Each line of the data has to be transcribed exactly.

■ **Records for the task**:
#####

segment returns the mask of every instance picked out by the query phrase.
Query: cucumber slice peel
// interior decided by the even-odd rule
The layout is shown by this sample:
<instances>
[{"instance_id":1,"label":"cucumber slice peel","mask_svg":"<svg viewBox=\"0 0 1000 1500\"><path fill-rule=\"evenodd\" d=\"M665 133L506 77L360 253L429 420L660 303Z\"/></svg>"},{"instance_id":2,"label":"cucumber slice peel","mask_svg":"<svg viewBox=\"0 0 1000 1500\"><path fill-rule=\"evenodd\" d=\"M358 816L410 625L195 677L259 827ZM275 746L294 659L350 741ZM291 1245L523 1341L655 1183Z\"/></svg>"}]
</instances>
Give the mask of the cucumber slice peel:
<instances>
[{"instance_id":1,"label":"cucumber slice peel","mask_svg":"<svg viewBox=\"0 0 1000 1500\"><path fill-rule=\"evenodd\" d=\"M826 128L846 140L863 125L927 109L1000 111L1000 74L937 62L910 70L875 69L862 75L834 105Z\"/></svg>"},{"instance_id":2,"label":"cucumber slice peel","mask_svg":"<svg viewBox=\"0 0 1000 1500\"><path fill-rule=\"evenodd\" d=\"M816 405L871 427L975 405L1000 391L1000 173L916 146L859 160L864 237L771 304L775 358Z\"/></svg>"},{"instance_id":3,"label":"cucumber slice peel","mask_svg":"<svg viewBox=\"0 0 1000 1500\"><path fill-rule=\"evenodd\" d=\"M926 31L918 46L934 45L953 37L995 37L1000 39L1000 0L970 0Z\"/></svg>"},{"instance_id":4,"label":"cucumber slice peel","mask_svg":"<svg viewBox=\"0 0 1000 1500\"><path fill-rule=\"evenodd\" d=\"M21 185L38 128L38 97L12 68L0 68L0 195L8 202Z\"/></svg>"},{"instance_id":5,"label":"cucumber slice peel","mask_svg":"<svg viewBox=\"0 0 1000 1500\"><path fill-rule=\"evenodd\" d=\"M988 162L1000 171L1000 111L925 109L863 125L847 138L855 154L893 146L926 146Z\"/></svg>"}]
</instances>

#####

■ **Task response**:
segment returns the mask of every instance picked out by the query phrase.
Query: cucumber slice peel
// interior decided by the even-odd rule
The layout is shown by this sample:
<instances>
[{"instance_id":1,"label":"cucumber slice peel","mask_svg":"<svg viewBox=\"0 0 1000 1500\"><path fill-rule=\"evenodd\" d=\"M665 133L506 77L360 253L429 420L660 303Z\"/></svg>"},{"instance_id":2,"label":"cucumber slice peel","mask_svg":"<svg viewBox=\"0 0 1000 1500\"><path fill-rule=\"evenodd\" d=\"M358 816L410 625L195 677L259 827ZM275 746L294 659L350 741ZM291 1245L523 1341L655 1183Z\"/></svg>"}]
</instances>
Give the mask of the cucumber slice peel:
<instances>
[{"instance_id":1,"label":"cucumber slice peel","mask_svg":"<svg viewBox=\"0 0 1000 1500\"><path fill-rule=\"evenodd\" d=\"M826 128L846 140L863 125L927 109L1000 111L1000 74L937 62L910 70L875 69L862 75L834 105Z\"/></svg>"},{"instance_id":2,"label":"cucumber slice peel","mask_svg":"<svg viewBox=\"0 0 1000 1500\"><path fill-rule=\"evenodd\" d=\"M816 405L871 427L975 405L1000 391L1000 173L916 146L859 160L864 237L771 304L775 358Z\"/></svg>"},{"instance_id":3,"label":"cucumber slice peel","mask_svg":"<svg viewBox=\"0 0 1000 1500\"><path fill-rule=\"evenodd\" d=\"M926 31L918 46L934 45L953 37L995 37L1000 39L1000 0L970 0Z\"/></svg>"},{"instance_id":4,"label":"cucumber slice peel","mask_svg":"<svg viewBox=\"0 0 1000 1500\"><path fill-rule=\"evenodd\" d=\"M21 185L38 128L38 97L12 68L0 68L0 195L8 202Z\"/></svg>"},{"instance_id":5,"label":"cucumber slice peel","mask_svg":"<svg viewBox=\"0 0 1000 1500\"><path fill-rule=\"evenodd\" d=\"M988 162L1000 171L1000 111L925 109L863 125L847 138L855 154L893 146L926 146Z\"/></svg>"}]
</instances>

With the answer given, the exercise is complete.